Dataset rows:
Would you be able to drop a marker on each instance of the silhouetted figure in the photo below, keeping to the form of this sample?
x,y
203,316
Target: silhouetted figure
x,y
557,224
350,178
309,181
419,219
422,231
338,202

**Task brief:**
Reproduce the material above word for word, line by line.

**Final result:**
Would you be able to drop a marker on each instance of the silhouetted figure in the photo below, keeping to the form of this sample?
x,y
203,316
Target: silhouetted figure
x,y
557,224
350,178
309,181
419,219
422,231
338,202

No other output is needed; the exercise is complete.